EXTRAIT DE PAGE
<<<<
Suite à une discussion avec @pierre_24 concernant cet article qui défend la consigne au détriment du recyclage pour le plastique et les canettes, je me suis dis qu’il serait intéressant de fournir des éléments plus détaillés et de manière publique car cela peut intéresser du monde.
Les déchets sont un problème environnemental assez connus depuis au moins les années 70. À cette époque il n’était pas rare de voir le monde de 2000 croulant sous les déchets dans un monde surpeuplé et un air pollué, comme par exemple dans la fin de la série Il était une fois l’Homme. 50 ans plus tard, s’il y a toujours un problème de déchets, mais on ne peut nier un changement de cap, en particulier au sein de l’Union Européenne.
En effet l’Union Européenne a une démarche assez volontariste pour réduire les déchets mais surtout pour les valoriser. Les décharges n’ont pas une place infinie et polluent les sols tandis que ces déchets non valorisés sont une perte de ressources ou d’énergie. L’Union Européenne ayant une contrainte d’espace et de ressources plus accrues qu’ailleurs, notamment que les États-Unis, tout en ayant les moyens financier de le faire, ceci peut expliquer cette politique.
Aujourd’hui l’idée principale de gestion des déchets est de suivre l’ordre suivant : réduire la production de déchets, favoriser le réemploi tel quel, valoriser la matière de ces déchets (recyclage, compostage, utilisation comme remblais, biométhanisation, etc.), valorisation énergétique (incinération, usage comme combustible alternatif pour des processus industriels afin de réduire l’usage de charbon, gaz ou de pétrole pour cet usage) et enfin enfouissement des déchets non valorisables (certains produits inertes ou chimiques, déchets d’amiante, déchets nucléaires, etc).
>>>>
ENTRÉES FOURNIES
<<<<
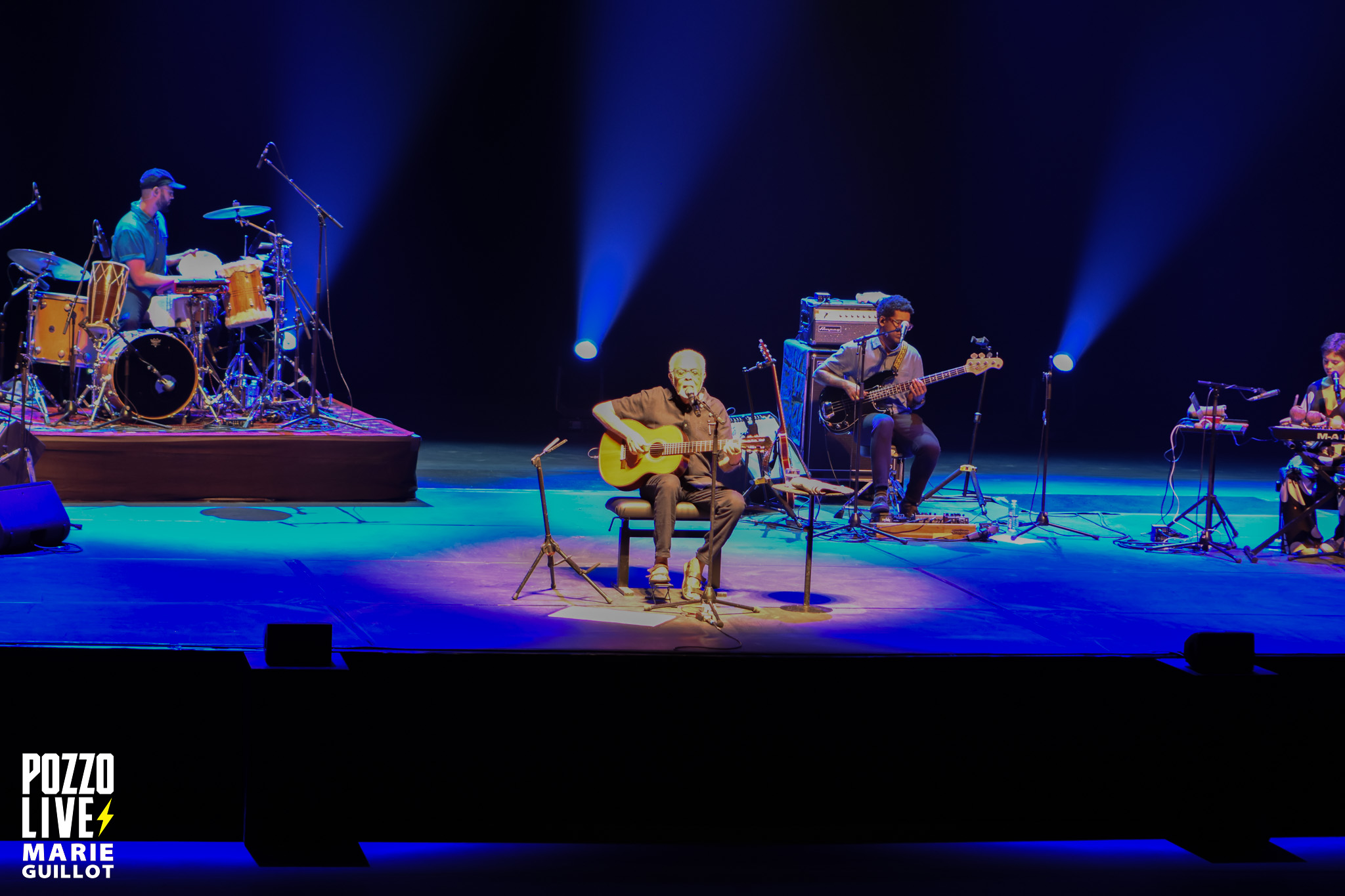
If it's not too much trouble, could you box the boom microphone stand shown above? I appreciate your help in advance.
[1009,362,1099,542]
[512,437,610,603]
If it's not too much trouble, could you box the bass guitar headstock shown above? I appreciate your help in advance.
[965,354,1005,376]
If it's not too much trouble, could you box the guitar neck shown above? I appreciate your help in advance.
[865,364,967,402]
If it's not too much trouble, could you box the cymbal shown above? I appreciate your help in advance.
[8,249,89,282]
[202,205,271,221]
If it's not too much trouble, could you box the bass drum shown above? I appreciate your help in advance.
[99,329,196,421]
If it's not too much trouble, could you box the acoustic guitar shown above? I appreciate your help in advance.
[818,354,1005,433]
[597,421,771,492]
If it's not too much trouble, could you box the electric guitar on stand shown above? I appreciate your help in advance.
[597,421,771,492]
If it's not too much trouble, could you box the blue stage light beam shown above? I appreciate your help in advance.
[270,0,477,309]
[1059,0,1341,358]
[576,0,797,347]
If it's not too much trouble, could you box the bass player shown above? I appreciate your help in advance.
[593,348,747,598]
[812,295,939,521]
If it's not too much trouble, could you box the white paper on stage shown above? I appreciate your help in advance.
[552,607,675,628]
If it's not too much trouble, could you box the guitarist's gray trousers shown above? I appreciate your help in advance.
[640,473,747,570]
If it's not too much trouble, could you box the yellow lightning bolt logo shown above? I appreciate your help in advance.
[99,800,112,837]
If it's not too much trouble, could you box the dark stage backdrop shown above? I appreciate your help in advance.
[0,0,1345,454]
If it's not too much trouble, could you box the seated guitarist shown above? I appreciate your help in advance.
[593,348,747,597]
[812,295,939,520]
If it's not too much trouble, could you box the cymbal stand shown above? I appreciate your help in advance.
[263,152,345,429]
[89,326,171,433]
[511,437,612,603]
[54,232,99,426]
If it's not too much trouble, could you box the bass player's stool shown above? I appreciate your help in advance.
[607,494,720,595]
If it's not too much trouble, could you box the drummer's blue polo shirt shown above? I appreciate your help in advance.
[112,200,168,295]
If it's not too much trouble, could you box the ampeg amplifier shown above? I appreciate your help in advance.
[799,293,878,347]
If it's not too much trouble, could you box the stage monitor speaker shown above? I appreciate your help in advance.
[0,482,70,553]
[265,622,332,668]
[780,339,873,484]
[1182,631,1256,675]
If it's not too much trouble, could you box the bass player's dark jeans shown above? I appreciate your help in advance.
[640,473,747,570]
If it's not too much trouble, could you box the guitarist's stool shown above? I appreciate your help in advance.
[607,494,720,594]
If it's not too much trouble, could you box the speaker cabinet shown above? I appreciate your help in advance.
[780,339,873,484]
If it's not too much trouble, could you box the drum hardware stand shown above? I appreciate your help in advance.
[262,150,349,429]
[644,412,760,629]
[511,437,612,603]
[1011,362,1099,542]
[1154,380,1259,563]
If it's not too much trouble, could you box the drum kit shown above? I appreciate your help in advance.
[0,202,330,429]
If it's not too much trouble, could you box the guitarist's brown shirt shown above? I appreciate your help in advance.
[612,385,732,488]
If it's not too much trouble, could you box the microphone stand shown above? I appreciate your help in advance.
[258,157,345,429]
[1009,363,1100,542]
[644,398,759,629]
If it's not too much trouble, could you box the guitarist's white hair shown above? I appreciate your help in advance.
[669,348,705,373]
>>>>
ÉNONCÉ A
Recopiez le passage de l'extrait sur les déchets, de « Les déchets sont » à « de l’Union Européenne. ».
ÉNONCÉ B
Répondez, s'il vous plaît, à ces questions sur l'extrait sur les déchets :
(i) Depuis quand les déchets sont-ils un problème environnemental assez connu ?
(ii) Quelle série est citée en exemple ?
(iii) Quelle est la dernière étape de l'ordre de gestion des déchets ?

RÉPONSE A
Les déchets sont un problème environnemental assez connus depuis au moins les années 70. À cette époque il n’était pas rare de voir le monde de 2000 croulant sous les déchets dans un monde surpeuplé et un air pollué, comme par exemple dans la fin de la série Il était une fois l’Homme. 50 ans plus tard, s’il y a toujours un problème de déchets, mais on ne peut nier un changement de cap, en particulier au sein de l’Union Européenne.

RÉPONSE B
(i) Depuis au moins les années 70.
(ii) Il était une fois l'Homme.
(iii) L'enfouissement des déchets non valorisables.